== Records shown ==

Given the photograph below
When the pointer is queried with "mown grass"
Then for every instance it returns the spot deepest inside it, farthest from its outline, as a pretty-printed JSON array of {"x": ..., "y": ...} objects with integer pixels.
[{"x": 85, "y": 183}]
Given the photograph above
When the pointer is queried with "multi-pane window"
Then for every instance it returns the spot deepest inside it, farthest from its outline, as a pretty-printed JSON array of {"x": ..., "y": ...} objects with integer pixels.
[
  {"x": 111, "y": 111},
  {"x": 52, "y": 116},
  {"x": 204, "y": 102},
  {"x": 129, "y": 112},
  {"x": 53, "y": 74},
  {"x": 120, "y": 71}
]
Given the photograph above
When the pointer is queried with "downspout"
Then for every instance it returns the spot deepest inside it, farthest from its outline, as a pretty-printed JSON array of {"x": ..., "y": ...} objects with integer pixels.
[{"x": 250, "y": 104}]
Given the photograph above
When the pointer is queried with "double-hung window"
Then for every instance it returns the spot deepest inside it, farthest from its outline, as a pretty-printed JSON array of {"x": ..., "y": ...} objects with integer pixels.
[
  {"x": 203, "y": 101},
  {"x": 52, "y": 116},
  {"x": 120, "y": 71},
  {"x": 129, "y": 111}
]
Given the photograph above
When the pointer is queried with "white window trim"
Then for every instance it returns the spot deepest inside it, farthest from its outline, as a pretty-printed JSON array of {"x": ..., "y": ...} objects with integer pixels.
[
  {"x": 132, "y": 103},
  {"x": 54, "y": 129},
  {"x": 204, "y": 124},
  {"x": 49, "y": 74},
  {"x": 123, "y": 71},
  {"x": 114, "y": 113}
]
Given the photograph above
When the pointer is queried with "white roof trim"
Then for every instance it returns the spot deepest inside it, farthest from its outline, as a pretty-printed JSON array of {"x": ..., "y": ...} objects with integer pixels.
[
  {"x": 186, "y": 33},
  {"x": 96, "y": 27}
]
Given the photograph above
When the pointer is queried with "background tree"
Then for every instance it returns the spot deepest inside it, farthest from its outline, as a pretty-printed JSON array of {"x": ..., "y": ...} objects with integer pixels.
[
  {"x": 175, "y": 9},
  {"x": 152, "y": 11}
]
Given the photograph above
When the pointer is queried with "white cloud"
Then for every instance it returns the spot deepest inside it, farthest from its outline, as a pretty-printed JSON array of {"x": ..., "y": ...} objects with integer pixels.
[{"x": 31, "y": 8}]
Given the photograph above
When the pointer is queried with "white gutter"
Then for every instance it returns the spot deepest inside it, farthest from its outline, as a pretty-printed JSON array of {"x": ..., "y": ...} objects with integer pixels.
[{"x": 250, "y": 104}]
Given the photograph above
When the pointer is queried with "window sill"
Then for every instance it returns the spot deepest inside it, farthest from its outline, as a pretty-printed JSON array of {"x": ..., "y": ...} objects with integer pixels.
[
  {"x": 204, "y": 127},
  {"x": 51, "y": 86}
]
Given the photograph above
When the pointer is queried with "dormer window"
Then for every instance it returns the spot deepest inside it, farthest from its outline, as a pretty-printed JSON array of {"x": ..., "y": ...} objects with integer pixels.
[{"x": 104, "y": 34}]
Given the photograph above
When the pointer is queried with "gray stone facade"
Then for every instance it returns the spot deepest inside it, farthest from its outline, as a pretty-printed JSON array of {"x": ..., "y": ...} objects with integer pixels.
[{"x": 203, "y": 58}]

===

### Set task
Repeat the data in its entirety, character for character.

### Answer to the task
Given the photograph below
When the pointer is queried with "mown grass"
Then for every instance it returns the spot deepest inside it, farthest from its outline, as a pretty-printed JSON array of {"x": ..., "y": ...} objects with integer pixels.
[{"x": 85, "y": 183}]
Given the photograph above
When the pointer is queried with "multi-pane window"
Then for every instance it returns the spot deepest inside it, farthest from its outline, as a pretty-printed JSON array of {"x": ..., "y": ...} objects with integer pixels.
[
  {"x": 111, "y": 111},
  {"x": 52, "y": 116},
  {"x": 204, "y": 102},
  {"x": 129, "y": 112},
  {"x": 53, "y": 74},
  {"x": 120, "y": 71}
]
Given the photograph above
When the pointer is queried with "downspout"
Then for every instance it returns the spot deepest inside it, farthest from its outline, as a pretty-printed JSON array of {"x": ..., "y": ...} objects with integer pixels.
[{"x": 250, "y": 104}]
Given the photograph above
When the pointer is queried with "double-hung window"
Then for every instance it returns the spot deepest inside it, farthest from its outline, as a pretty-printed JSON array of {"x": ..., "y": ...} objects with integer pixels.
[
  {"x": 203, "y": 101},
  {"x": 52, "y": 116},
  {"x": 120, "y": 71},
  {"x": 129, "y": 111}
]
Given the photograph above
When the pointer is queried with "white window trim"
Then for every instance it returns the spot deepest inside it, farthest from its outline, as a pretty-printed JSON array of {"x": ..., "y": ...} objects with integer pixels.
[
  {"x": 132, "y": 103},
  {"x": 54, "y": 129},
  {"x": 204, "y": 124},
  {"x": 49, "y": 74},
  {"x": 123, "y": 71},
  {"x": 114, "y": 113}
]
Given the photograph above
When the pointer is queried with "white roof trim"
Then for every instance it returns the spot deepest inside it, farthest from its outline, as a pretty-printed JSON array of {"x": ..., "y": ...} objects with integer pixels.
[
  {"x": 186, "y": 33},
  {"x": 96, "y": 27}
]
Given the photograph above
When the pointer is queried with "background tree"
Then for every instance it returns the spot deepest inside it, farthest from its outline, as a pretty-printed JSON array of {"x": ..., "y": ...} objects with integer pixels.
[
  {"x": 175, "y": 9},
  {"x": 152, "y": 11}
]
Given the photograph above
When the pointer is queried with "white cloud"
Then for every instance it returns the spot deepest inside it, farthest from its outline, as a pretty-printed JSON array of {"x": ..., "y": ...} objects with integer pixels.
[{"x": 31, "y": 8}]
Given the photograph above
When the pointer is queried with "white gutter"
Then for every instance it returns the spot deepest inside it, farthest from its outline, as a pretty-printed JSON array of {"x": ..., "y": ...} objects with integer pixels.
[{"x": 250, "y": 104}]
Given the photograph above
When the pointer is queried with "window sill"
Then for every instance it returns the spot deepest inside it, farthest from its outline, as a pretty-printed JSON array of {"x": ..., "y": ...} objects with integer pixels.
[
  {"x": 204, "y": 127},
  {"x": 51, "y": 86}
]
Given the photograph above
When the pointer is queried with "dormer window"
Then for every instance it returns the spot deepest inside it, farthest from its outline, as a pretty-printed JSON array of {"x": ..., "y": ...} objects with integer pixels.
[{"x": 104, "y": 34}]
Given the photograph above
When the pointer is queried with "gray stone facade"
Then for every instance it returns the spot deepest inside it, farthest from its outline, as a pretty-printed JSON array of {"x": ..., "y": ...} objects with integer pixels.
[{"x": 203, "y": 58}]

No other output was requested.